Exercise description
Retype the rows from the line containing "Guideline: for each instance of the seal's snout, the" through the line containing "column 793, row 524", both included, keeping every character as it stands.

Record excerpts
• • •
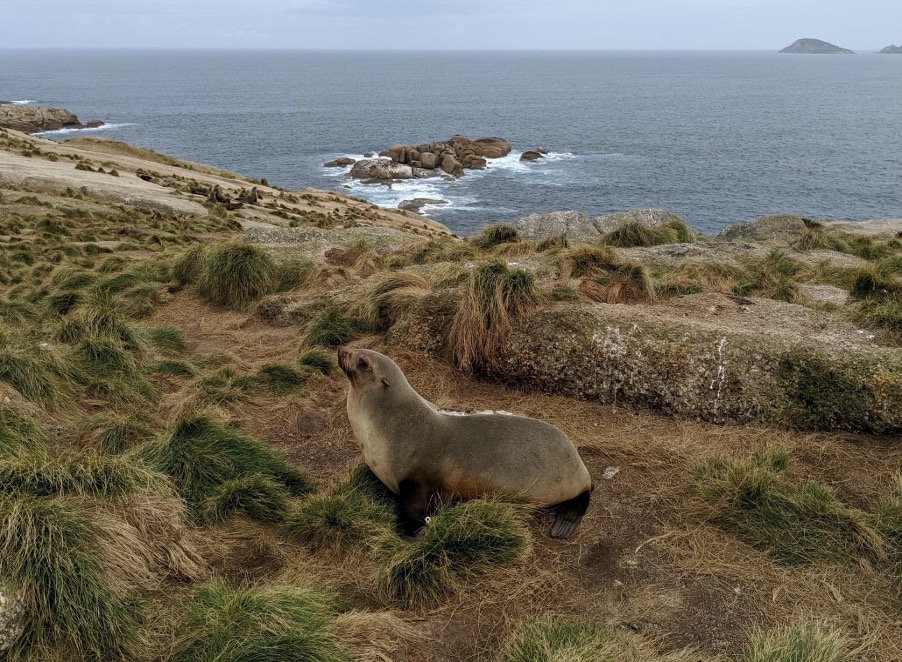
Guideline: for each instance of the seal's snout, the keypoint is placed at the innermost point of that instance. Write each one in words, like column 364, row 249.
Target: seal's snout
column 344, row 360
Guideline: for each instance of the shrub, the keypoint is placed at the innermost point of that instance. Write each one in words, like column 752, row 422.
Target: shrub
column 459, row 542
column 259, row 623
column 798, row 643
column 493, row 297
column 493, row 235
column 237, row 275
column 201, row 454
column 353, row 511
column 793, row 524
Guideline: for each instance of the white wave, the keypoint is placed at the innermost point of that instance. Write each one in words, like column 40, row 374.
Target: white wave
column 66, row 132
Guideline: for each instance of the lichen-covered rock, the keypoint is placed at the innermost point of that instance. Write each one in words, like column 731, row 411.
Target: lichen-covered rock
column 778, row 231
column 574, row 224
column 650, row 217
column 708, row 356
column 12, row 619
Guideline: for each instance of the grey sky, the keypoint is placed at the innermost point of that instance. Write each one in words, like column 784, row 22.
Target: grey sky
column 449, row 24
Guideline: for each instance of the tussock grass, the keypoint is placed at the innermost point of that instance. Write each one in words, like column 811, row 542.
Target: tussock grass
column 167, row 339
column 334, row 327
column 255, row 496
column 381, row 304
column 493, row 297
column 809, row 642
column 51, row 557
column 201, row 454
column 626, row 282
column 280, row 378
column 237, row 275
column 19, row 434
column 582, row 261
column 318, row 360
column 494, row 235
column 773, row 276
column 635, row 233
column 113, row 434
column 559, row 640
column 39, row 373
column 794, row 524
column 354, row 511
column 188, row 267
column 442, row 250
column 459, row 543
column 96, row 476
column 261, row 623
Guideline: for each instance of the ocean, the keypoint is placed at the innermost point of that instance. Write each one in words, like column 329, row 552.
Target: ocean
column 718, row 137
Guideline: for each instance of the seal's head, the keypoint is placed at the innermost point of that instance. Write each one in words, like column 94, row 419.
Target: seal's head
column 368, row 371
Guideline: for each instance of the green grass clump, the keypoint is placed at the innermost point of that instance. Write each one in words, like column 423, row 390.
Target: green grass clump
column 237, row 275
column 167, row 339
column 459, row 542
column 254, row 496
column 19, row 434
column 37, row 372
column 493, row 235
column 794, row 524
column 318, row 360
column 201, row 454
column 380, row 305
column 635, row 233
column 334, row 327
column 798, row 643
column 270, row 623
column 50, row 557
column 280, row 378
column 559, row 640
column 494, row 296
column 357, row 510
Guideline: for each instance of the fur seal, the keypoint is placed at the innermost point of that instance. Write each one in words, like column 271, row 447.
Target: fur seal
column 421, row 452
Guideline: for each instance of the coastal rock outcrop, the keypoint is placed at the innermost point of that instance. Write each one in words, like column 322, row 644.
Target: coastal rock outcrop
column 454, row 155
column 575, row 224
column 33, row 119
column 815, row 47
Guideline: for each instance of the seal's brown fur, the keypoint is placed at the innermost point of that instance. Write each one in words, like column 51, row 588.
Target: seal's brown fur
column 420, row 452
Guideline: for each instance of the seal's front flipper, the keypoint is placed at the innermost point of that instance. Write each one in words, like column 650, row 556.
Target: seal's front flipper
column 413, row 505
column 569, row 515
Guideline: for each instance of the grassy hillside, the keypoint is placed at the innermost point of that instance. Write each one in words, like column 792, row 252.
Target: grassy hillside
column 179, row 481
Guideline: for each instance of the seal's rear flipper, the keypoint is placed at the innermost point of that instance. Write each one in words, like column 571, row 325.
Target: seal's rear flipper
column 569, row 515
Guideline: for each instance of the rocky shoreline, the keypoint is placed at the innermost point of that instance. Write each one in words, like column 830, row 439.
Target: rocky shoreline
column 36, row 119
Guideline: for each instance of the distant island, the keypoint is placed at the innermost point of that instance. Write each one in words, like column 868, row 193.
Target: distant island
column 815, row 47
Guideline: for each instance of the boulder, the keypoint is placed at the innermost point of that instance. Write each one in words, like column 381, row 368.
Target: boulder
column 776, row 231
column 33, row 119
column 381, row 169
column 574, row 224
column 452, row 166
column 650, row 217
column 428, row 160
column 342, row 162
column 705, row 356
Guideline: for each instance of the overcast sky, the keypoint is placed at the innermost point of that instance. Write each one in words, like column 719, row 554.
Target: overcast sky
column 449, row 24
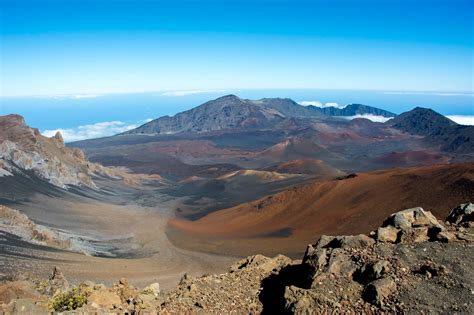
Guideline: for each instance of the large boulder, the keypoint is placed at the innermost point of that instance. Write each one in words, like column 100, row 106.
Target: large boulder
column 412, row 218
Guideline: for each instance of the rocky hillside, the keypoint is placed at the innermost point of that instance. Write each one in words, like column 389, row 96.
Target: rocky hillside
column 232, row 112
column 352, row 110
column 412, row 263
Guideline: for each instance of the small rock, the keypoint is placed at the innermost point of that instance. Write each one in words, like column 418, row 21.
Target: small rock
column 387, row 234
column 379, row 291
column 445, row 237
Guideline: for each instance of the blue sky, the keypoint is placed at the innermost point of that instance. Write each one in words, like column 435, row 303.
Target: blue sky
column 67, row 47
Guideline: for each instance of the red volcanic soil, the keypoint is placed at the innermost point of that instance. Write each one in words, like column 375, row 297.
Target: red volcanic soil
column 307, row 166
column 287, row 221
• • •
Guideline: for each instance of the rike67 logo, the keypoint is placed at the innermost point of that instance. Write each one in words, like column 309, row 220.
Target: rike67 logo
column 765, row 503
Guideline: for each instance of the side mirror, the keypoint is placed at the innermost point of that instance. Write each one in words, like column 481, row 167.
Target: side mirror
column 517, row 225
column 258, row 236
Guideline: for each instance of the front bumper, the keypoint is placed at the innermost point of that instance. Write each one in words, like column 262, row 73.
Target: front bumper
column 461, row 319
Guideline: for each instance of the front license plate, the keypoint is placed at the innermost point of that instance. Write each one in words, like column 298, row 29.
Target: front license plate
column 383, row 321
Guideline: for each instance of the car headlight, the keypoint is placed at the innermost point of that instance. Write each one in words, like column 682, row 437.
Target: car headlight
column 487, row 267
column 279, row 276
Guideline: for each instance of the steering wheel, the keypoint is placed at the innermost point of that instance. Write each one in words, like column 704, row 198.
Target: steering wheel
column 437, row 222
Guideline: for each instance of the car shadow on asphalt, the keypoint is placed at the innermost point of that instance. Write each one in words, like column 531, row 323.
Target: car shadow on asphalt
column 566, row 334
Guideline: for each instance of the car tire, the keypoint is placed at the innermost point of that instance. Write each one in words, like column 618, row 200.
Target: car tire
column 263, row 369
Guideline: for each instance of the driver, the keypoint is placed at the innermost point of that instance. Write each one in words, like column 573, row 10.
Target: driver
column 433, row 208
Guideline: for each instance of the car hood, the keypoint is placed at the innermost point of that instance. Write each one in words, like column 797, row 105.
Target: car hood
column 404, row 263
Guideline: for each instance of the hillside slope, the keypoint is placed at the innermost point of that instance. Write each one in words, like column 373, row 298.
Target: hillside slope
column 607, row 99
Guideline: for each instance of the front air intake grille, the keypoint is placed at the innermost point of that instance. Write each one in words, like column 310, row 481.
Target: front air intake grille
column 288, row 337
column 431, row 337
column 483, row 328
• • •
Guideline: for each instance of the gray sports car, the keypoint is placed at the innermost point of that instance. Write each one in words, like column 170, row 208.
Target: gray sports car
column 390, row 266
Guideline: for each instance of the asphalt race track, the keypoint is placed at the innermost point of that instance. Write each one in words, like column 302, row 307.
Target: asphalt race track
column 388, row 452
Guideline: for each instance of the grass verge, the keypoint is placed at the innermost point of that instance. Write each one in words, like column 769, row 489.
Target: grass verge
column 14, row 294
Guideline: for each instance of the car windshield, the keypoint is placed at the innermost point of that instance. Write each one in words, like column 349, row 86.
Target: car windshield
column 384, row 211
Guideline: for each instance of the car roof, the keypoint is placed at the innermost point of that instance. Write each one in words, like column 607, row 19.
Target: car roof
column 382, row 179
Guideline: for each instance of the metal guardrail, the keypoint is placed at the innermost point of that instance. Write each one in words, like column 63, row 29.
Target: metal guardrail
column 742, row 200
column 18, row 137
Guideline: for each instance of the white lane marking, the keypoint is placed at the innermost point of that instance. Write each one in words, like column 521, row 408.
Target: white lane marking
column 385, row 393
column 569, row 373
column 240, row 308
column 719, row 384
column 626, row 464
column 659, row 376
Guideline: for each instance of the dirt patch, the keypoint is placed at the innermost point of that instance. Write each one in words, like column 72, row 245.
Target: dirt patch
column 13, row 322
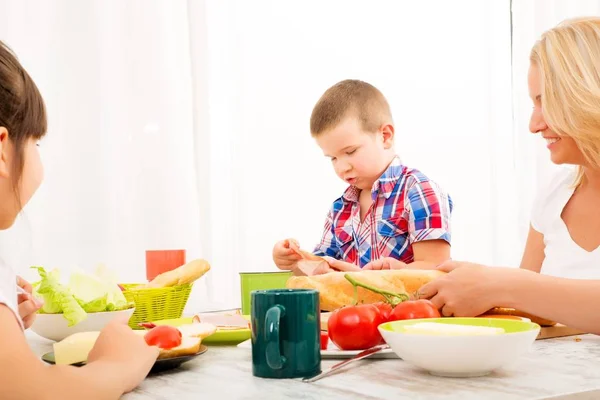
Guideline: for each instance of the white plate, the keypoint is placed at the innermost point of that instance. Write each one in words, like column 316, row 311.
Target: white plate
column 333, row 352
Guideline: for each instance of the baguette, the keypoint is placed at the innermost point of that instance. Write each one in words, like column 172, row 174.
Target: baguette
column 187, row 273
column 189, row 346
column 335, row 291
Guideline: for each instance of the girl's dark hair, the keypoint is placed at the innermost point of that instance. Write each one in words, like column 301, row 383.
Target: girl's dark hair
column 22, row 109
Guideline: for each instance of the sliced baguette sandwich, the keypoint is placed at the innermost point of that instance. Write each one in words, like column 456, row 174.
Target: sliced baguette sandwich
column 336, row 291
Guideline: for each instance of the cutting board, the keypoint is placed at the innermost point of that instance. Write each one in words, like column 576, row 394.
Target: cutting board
• • •
Solution for this problem
Guideline: for each instance of the seal's snout, the keypoint is placed at the innermost point of that instance. Write each one in words, like column 364, row 249.
Target: seal's snout
column 344, row 360
Guideline: for each instance of the shrub, the keypoint is placed at the innermost point of that instance. Write each one in words, like column 752, row 422.
Target: shrub
column 459, row 542
column 259, row 623
column 798, row 643
column 493, row 297
column 493, row 235
column 237, row 275
column 201, row 454
column 353, row 511
column 793, row 524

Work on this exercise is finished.